» **TASK DETAILS**:
Your output should be the lines of the data that follow, reproduced exactly from the first through the line bearing "Exercise. Point out the shrub".

Data entries
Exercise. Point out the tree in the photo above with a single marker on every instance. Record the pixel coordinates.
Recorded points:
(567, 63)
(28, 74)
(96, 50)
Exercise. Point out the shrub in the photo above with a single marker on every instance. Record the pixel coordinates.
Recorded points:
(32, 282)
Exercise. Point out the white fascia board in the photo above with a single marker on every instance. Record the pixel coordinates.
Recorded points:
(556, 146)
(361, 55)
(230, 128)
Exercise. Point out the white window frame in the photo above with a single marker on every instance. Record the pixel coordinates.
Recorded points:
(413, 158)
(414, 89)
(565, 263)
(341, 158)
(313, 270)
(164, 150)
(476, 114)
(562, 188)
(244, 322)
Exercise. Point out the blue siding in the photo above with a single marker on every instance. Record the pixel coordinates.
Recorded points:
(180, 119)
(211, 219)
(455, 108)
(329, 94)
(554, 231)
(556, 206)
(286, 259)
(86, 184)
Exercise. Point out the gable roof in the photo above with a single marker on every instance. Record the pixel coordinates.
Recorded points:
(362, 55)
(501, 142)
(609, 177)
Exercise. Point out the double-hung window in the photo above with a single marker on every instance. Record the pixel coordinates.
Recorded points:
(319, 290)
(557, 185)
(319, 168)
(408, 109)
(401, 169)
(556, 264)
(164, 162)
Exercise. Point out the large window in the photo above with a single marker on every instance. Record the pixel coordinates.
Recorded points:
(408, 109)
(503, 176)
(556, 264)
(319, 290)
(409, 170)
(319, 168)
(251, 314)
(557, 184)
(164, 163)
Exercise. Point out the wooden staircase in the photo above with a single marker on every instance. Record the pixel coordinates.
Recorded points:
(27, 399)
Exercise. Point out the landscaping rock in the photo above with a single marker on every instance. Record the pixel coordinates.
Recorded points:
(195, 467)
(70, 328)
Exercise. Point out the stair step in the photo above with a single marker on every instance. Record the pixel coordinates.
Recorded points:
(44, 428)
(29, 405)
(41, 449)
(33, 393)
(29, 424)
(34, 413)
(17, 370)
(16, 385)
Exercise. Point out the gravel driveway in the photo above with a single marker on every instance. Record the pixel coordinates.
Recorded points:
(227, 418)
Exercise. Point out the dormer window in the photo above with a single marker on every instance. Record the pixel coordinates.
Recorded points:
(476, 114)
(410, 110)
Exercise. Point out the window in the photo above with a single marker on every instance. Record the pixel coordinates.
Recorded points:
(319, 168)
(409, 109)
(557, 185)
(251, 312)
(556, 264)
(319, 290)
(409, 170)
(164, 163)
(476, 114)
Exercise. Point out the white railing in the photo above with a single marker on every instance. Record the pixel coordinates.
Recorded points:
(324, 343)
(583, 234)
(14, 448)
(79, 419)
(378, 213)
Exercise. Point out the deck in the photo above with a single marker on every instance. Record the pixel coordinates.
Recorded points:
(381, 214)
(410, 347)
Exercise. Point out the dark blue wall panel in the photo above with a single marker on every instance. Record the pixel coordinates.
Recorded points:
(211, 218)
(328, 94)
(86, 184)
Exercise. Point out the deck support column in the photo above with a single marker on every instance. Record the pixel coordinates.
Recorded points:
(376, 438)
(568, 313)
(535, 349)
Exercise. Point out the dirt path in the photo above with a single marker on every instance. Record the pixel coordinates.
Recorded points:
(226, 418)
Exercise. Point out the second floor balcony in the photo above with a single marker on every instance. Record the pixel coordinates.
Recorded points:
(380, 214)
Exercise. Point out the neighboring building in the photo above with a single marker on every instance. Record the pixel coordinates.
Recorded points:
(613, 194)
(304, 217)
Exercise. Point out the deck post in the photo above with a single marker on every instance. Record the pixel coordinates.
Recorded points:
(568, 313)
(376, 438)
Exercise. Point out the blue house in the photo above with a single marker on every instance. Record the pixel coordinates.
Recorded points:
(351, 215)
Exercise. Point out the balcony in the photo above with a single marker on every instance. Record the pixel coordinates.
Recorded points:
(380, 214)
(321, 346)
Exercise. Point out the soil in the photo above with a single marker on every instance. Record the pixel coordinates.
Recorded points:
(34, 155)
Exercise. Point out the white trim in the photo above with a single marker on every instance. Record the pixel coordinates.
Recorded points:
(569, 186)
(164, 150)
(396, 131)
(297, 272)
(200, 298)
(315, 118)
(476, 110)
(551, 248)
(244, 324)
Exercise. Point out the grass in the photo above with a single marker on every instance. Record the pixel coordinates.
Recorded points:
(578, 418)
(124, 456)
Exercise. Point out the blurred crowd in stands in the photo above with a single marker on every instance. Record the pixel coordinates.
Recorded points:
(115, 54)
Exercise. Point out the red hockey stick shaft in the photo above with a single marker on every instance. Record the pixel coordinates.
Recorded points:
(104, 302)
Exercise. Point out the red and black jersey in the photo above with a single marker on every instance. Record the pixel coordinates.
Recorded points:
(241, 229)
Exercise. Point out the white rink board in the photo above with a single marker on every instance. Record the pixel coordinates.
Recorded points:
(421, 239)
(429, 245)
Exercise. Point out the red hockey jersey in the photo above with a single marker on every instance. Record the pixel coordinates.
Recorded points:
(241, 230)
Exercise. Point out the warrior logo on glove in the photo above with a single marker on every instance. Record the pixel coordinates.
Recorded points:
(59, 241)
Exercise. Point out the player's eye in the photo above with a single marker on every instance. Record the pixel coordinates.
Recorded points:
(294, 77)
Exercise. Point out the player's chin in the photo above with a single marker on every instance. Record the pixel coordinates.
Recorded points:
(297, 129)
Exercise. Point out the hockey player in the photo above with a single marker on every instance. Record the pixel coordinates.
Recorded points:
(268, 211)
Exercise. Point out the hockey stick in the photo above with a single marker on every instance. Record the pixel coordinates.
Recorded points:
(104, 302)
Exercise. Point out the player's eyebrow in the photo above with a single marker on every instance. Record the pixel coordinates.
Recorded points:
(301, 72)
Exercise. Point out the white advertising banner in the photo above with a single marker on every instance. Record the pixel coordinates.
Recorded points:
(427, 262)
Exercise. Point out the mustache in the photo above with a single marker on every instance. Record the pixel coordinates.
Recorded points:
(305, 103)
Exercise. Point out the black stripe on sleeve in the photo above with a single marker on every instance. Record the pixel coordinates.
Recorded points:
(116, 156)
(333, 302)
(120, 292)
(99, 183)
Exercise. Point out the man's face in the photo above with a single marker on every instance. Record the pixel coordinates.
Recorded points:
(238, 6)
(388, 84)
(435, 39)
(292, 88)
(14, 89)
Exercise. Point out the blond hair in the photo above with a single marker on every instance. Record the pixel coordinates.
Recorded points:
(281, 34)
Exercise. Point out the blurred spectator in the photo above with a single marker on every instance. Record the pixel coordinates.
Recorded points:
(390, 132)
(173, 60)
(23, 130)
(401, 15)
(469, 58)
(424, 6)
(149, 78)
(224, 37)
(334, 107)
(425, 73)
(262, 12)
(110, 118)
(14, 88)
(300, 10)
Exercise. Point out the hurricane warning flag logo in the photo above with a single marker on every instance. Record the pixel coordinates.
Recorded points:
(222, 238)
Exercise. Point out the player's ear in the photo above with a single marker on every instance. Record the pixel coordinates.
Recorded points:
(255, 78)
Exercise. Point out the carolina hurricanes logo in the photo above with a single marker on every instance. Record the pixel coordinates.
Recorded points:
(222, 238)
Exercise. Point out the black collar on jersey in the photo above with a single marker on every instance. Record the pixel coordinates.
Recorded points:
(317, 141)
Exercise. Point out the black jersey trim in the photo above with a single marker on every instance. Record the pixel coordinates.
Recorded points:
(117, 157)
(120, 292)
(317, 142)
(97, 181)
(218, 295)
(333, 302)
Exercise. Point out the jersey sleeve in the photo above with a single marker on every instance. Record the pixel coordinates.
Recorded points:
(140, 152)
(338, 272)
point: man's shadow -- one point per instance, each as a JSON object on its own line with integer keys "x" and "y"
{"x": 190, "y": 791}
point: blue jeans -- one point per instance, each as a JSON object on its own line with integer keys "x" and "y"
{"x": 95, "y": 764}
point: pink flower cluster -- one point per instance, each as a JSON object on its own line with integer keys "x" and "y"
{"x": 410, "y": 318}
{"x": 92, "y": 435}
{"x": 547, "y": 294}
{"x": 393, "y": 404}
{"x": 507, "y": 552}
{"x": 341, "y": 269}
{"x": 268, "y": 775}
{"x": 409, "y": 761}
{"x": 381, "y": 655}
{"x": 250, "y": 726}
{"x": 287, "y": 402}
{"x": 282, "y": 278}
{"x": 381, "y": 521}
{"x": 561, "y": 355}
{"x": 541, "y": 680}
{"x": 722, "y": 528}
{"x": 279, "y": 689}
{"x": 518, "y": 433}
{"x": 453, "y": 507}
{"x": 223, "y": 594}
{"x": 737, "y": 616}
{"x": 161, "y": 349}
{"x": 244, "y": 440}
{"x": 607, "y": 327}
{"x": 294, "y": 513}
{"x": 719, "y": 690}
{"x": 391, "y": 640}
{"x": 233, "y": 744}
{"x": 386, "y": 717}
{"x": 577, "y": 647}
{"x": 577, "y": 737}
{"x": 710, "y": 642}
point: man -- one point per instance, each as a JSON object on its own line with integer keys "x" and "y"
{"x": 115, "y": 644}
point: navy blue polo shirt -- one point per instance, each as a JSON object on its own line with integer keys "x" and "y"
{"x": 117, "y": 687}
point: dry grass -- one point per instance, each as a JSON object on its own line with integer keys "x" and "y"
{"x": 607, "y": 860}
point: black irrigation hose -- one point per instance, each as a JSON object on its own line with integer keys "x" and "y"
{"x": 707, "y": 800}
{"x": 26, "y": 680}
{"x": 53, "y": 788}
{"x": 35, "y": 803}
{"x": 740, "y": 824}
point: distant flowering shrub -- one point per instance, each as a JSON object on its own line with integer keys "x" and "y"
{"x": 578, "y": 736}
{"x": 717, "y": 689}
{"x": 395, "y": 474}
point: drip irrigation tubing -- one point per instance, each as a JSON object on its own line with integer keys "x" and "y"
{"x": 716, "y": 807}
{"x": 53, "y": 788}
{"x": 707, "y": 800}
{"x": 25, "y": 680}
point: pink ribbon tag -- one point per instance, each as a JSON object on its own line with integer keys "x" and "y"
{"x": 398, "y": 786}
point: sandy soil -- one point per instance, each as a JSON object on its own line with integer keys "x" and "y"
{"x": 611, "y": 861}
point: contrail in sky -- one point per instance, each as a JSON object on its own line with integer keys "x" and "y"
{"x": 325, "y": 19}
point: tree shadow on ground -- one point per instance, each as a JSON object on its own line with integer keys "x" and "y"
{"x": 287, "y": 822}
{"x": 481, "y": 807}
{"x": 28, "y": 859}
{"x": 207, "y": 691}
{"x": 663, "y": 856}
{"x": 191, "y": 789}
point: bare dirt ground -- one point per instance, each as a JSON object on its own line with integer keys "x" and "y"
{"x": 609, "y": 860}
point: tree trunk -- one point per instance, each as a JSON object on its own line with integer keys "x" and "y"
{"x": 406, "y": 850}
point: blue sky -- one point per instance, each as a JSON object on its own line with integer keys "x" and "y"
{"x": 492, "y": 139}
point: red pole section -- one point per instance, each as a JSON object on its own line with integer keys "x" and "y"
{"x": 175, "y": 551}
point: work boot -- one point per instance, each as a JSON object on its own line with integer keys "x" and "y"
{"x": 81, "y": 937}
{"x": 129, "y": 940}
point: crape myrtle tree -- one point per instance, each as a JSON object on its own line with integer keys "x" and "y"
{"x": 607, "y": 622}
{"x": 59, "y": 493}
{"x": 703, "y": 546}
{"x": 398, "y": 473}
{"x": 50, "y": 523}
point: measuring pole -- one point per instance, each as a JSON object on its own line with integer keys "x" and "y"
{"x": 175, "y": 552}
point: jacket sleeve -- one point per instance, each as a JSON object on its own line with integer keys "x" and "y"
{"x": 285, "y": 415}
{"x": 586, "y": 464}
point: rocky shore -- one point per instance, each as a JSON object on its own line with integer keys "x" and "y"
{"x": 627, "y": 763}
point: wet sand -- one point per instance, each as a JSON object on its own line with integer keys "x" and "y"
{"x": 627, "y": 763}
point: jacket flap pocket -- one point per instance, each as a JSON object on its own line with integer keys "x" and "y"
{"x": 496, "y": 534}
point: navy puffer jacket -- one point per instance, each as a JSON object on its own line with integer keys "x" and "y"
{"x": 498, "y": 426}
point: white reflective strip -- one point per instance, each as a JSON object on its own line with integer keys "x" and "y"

» **TASK RESULT**:
Exercise. Point out the tree in the photo above with a single marker on every instance. Record the pixel coordinates.
Recorded points:
(567, 63)
(28, 74)
(96, 50)
Exercise. Point out the shrub in the photo above with a single marker on every instance. Record the pixel coordinates.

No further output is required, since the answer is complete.